▶
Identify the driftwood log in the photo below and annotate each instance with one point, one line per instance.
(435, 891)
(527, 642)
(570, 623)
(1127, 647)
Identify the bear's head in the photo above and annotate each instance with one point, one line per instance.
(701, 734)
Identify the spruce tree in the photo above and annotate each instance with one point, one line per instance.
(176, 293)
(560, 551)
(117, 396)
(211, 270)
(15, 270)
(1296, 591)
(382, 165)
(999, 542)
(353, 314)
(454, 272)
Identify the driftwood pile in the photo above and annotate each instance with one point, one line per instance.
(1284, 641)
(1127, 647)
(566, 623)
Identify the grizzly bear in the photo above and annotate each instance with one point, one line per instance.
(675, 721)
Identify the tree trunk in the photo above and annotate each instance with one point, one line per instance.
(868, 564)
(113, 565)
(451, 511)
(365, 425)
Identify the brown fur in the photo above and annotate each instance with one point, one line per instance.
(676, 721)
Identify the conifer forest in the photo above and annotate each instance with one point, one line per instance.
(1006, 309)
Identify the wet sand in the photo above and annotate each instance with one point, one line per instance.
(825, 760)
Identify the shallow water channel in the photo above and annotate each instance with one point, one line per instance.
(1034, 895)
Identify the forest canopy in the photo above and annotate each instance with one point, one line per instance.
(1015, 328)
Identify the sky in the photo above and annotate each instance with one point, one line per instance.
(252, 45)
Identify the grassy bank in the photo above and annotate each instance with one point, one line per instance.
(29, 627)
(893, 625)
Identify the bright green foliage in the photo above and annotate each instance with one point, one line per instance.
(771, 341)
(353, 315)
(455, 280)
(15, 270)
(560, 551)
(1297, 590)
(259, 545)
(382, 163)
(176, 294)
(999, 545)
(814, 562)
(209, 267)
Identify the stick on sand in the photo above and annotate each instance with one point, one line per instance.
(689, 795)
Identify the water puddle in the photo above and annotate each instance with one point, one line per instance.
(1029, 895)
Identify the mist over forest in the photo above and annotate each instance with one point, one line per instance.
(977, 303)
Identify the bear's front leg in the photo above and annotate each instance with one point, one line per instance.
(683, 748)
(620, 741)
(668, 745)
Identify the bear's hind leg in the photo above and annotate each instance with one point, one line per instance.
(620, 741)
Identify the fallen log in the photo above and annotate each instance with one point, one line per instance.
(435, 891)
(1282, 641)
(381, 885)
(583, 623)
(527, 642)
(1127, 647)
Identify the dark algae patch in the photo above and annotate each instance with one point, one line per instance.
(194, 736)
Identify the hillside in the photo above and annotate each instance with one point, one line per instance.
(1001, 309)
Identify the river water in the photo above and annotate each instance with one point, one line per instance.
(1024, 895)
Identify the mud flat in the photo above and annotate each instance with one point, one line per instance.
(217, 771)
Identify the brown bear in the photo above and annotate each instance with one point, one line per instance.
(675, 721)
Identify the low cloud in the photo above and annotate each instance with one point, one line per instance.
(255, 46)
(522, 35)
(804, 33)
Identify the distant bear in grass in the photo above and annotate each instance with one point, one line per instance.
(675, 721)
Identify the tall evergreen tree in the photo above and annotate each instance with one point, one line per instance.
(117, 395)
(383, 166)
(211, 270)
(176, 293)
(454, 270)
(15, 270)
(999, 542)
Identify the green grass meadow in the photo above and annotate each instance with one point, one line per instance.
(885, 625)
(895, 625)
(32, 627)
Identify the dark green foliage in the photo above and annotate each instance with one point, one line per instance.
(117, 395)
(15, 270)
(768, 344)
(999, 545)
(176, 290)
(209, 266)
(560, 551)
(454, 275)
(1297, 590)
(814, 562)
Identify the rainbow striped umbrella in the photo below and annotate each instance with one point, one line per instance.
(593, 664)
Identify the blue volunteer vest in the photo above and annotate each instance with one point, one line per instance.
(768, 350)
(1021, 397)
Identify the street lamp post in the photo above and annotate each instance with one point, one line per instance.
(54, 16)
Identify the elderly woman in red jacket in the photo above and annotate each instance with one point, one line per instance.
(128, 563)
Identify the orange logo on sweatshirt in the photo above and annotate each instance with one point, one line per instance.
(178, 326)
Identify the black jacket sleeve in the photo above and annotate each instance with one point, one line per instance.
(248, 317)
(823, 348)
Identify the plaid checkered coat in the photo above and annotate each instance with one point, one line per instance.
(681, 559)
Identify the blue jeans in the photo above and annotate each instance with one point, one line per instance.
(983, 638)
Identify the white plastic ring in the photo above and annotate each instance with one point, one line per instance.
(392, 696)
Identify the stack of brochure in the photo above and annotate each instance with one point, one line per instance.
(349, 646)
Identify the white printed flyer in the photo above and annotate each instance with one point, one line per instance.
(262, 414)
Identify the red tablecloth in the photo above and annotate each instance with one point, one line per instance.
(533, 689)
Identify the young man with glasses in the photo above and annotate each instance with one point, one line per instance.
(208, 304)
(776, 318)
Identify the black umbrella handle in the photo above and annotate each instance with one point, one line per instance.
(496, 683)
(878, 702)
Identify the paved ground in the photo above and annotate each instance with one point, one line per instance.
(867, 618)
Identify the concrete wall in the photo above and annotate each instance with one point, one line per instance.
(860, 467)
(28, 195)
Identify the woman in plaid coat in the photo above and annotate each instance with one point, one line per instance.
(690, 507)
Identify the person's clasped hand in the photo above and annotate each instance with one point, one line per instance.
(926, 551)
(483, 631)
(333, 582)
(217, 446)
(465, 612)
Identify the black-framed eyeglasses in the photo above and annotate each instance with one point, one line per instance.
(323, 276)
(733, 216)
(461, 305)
◀
■ **PROBLEEMSTELLING**
Herhaal de regels woordelijk, te beginnen bij de regel die "Identify the brown fur" bevat en eindigend na de regel die "(1006, 309)" bevat.

■ **UITGEWERKTE OPLOSSING**
Identify the brown fur in the photo above and annotate each instance with one point, one line per instance.
(676, 721)
Identify the conifer forest in the photo above and annotate each instance with one point, one line per instance.
(1006, 309)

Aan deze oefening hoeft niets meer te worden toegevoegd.